- _What the exercise asks_: Please copy the records below word for word, leaving out the pictures.

(Items taken from a data source)
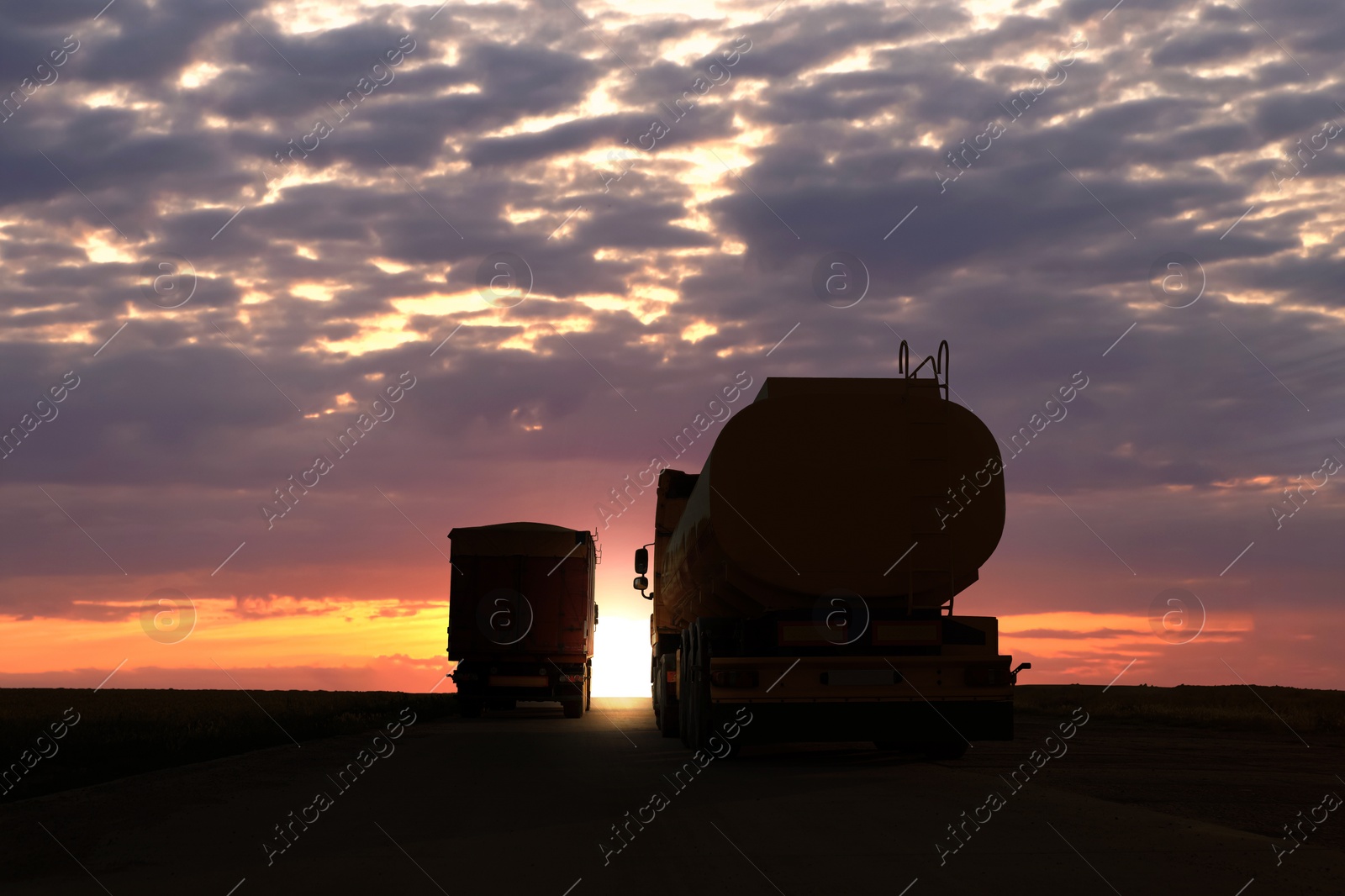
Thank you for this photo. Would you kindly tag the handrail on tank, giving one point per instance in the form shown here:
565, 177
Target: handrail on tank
939, 365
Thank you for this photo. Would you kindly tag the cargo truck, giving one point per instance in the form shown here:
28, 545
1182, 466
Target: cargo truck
807, 573
521, 616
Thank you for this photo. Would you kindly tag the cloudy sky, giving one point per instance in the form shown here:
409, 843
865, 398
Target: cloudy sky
228, 228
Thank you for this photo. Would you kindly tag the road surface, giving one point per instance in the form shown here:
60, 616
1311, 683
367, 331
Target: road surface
526, 802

- _Answer to this exercise_:
Thank you for this photo. Would you kindly tag the handrail on tank, giving one point per instance in the form shown here:
565, 177
Target: handrail on tank
939, 365
Thank you for this photo. Would you kindly tag the cargo truck, giving one point per instance in the form shown here:
28, 545
1182, 466
Target: cargo truck
807, 573
521, 616
Thank you for this photo. Would you kindly tag the cloudy sky, giving one point per instance in the form shown here:
409, 843
865, 398
Target: cloudy sky
228, 228
Thank you for this photo. Would you kindly tag the road surface, giving one point per instance in the form shown here:
60, 616
1311, 683
367, 331
Target: road surface
526, 802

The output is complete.